Understanding Data Mining and Business Intelligence
To get started with this we need to define these two terms. Data mining is the act of trawling through historical data with the aim of finding patterns that might be useful in the future. Business intelligence is concerned with looking at historical and current data to diagnose and describe. Diagnosis for example might mean drilling down into last month’s sales data to see why certain products didn’t perform as expected. Description on the other hand is simply a report on status, such as can be seen on a key performance indicator (KPI) dashboard. And so business intelligence is largely concerned with looking in the rear-view mirror, whereas data mining is used to predict future behaviors.
The Holy Grail is to unite data mining and business intelligence into one. There are many applications. A sales rep might look at the order history of a customer – this is business intelligence. But she or he might also want to look at the likelihood of the customer buying a new product offering – this would come from data mining, and specifically trying to predict customers for a product based on who has purchased it previously.
Data Mining
Data mining takes several forms. Classification is used to classify a variable we are interested in. In the above example we are interested in the interest a customer may show in a product – the classes would be ‘interested’ or ‘not interested’. We might want to predict the best bundle of products to sell to a customer (as Amazon does) – this would also come from data mining, identifying the profiles of customers who have purchased a given bundle before.
The next type of data mining is called regression. This is when we try to predict a number – instead of a category, as in classification. And so if we give customers credit we may want to predict the best credit limit to give a customer – an amount specified as a number. As before we mine our databases to establish customer profiles and the credit limits that have been successful.
Clustering is the next type of data mining, and here we just let the data mining algorithms loose to find groups that share common properties. This is often used in marketing when deciding who to target in a new promotion. This saves money, because fewer people are targeted, reduced the nuisance factor, and increases lift – the percentage of people who respond positively.
Finally there is association mining where we look for things that are associated with each other. The classic application of this is market basket analysis, where we look for items that customers tend to purchase together. If people usually buy bread when they buy milk, it might make sense to place these items near to each other.
Business Intelligence
The tools of business intelligence have traditionally been the data warehouse and/or online analytical processing (OLAP) databases. These are used to make reporting and querying historical data easier and more flexible. However there is now a new generation of business intelligence tools that use highly compressed in-memory databases. A modestly powered laptop can now perform the sort of analysis that once needed a large data warehouse.
The output from business intelligence has traditionally been reports of various sorts, but self-service business intelligence means users can create their own reports, charts and dashboards with ease. Products such as Tableau, Spotfire and Qlik Sense are typical of this new technology.

TASK PROMPT:
Answer these questions from the article on data mining and business intelligence:
(a) In the section on clustering, what does the text say lift is?
(b) What does regression try to predict instead of a category?
(c) Which products are given as typical of self-service business intelligence?

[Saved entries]
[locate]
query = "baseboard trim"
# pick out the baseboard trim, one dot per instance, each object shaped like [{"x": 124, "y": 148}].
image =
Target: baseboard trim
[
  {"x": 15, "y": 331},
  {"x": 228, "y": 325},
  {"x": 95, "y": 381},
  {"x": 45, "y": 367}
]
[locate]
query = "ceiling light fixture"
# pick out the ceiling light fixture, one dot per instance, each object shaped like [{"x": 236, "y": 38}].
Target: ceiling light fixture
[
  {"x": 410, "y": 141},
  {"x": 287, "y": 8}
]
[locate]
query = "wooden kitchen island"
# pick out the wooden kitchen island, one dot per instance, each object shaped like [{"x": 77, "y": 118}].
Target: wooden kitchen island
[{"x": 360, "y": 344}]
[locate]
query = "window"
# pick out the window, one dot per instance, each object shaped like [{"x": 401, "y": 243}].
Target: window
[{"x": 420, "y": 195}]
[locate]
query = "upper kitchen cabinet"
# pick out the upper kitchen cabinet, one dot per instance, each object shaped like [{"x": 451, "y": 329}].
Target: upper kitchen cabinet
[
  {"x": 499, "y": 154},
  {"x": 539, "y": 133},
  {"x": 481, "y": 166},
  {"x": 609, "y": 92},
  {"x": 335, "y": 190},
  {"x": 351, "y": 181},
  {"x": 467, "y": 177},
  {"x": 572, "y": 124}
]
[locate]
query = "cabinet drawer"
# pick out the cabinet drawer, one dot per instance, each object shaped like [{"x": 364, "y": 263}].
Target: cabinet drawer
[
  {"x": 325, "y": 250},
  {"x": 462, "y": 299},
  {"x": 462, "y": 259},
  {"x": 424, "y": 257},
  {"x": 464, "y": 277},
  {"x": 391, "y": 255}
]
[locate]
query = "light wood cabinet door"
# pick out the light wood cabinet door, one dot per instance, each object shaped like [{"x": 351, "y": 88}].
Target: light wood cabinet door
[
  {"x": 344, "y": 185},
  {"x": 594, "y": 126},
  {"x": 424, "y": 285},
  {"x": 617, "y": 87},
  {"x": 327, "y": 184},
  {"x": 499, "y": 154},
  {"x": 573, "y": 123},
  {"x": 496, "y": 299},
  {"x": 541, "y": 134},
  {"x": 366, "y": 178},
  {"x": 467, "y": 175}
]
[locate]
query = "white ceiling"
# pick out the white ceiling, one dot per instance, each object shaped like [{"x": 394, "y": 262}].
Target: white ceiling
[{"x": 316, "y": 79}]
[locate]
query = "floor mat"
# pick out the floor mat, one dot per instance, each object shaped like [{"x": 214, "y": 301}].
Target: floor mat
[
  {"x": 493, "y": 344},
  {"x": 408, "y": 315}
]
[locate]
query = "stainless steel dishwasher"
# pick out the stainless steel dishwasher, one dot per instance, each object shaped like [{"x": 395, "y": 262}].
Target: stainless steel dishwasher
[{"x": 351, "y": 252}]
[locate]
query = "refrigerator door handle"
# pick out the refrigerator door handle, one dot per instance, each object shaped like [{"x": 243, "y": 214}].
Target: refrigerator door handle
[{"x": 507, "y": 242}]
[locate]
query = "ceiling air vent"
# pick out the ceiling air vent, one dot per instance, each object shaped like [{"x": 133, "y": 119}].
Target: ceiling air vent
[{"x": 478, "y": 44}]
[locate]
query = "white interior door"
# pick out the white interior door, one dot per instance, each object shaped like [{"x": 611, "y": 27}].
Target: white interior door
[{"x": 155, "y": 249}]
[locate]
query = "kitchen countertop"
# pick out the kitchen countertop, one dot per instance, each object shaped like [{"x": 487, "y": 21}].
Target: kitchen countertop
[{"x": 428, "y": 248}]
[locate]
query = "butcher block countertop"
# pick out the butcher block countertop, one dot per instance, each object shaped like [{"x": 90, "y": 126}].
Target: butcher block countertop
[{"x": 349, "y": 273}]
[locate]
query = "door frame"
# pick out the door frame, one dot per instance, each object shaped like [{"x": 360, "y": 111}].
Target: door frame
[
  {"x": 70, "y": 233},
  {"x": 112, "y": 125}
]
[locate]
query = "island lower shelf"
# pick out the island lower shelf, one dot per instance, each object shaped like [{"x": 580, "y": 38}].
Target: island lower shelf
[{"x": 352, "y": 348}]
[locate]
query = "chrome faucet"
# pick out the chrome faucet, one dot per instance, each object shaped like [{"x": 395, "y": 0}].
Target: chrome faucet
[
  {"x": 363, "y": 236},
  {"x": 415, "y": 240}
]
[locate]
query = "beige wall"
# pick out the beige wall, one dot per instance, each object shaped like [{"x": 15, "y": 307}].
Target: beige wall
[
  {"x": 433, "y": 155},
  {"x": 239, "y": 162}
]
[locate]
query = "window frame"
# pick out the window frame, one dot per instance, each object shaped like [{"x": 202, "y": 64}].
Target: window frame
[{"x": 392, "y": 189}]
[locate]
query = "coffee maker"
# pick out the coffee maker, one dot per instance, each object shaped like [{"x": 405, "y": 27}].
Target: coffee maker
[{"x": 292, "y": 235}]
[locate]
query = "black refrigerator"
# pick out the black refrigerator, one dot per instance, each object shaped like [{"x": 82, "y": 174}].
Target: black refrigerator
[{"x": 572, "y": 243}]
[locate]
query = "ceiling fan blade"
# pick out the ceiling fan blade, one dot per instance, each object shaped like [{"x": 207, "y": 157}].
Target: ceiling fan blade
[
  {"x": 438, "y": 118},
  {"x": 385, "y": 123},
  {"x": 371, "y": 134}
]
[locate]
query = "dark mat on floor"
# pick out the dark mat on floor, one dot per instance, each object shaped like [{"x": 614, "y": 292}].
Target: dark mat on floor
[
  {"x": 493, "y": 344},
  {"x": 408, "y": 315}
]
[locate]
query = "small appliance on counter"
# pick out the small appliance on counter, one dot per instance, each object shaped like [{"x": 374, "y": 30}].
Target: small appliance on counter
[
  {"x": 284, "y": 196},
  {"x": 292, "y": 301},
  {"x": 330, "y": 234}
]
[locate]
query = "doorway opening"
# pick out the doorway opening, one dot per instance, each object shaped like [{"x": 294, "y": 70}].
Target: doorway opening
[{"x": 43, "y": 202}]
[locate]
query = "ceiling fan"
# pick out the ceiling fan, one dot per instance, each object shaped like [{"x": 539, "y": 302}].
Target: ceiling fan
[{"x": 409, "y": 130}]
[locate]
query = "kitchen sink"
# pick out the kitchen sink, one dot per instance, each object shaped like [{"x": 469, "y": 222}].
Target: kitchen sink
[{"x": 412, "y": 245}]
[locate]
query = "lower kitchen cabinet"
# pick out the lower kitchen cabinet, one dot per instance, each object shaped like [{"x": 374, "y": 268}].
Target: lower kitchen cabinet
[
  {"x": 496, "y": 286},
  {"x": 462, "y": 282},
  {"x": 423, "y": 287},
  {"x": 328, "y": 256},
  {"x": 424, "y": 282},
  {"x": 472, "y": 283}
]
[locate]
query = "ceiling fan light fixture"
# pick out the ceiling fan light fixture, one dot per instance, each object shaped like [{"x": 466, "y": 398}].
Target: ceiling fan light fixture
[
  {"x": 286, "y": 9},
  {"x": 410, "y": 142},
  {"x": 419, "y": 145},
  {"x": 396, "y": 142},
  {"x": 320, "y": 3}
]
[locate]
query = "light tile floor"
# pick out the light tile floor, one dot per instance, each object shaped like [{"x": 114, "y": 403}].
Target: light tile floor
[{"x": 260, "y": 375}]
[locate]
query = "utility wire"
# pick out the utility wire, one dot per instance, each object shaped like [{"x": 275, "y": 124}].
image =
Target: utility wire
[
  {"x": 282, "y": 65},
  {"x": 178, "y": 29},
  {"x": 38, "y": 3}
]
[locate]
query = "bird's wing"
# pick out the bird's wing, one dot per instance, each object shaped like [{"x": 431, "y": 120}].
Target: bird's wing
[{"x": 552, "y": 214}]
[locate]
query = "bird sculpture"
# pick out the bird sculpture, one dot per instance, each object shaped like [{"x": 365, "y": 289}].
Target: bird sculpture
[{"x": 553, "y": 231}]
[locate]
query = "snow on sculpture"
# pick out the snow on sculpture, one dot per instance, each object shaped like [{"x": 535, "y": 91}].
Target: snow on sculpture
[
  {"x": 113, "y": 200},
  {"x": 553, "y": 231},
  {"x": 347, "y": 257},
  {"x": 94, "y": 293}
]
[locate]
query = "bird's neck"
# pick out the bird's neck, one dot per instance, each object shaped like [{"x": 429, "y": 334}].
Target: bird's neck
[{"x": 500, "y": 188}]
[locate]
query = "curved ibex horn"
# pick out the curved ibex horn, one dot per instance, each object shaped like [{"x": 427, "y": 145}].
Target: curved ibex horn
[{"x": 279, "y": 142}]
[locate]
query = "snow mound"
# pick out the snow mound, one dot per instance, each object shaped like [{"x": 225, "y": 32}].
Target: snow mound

RESPONSE BOX:
(a) The percentage of people who respond positively.
(b) A number.
(c) Tableau, Spotfire and Qlik Sense.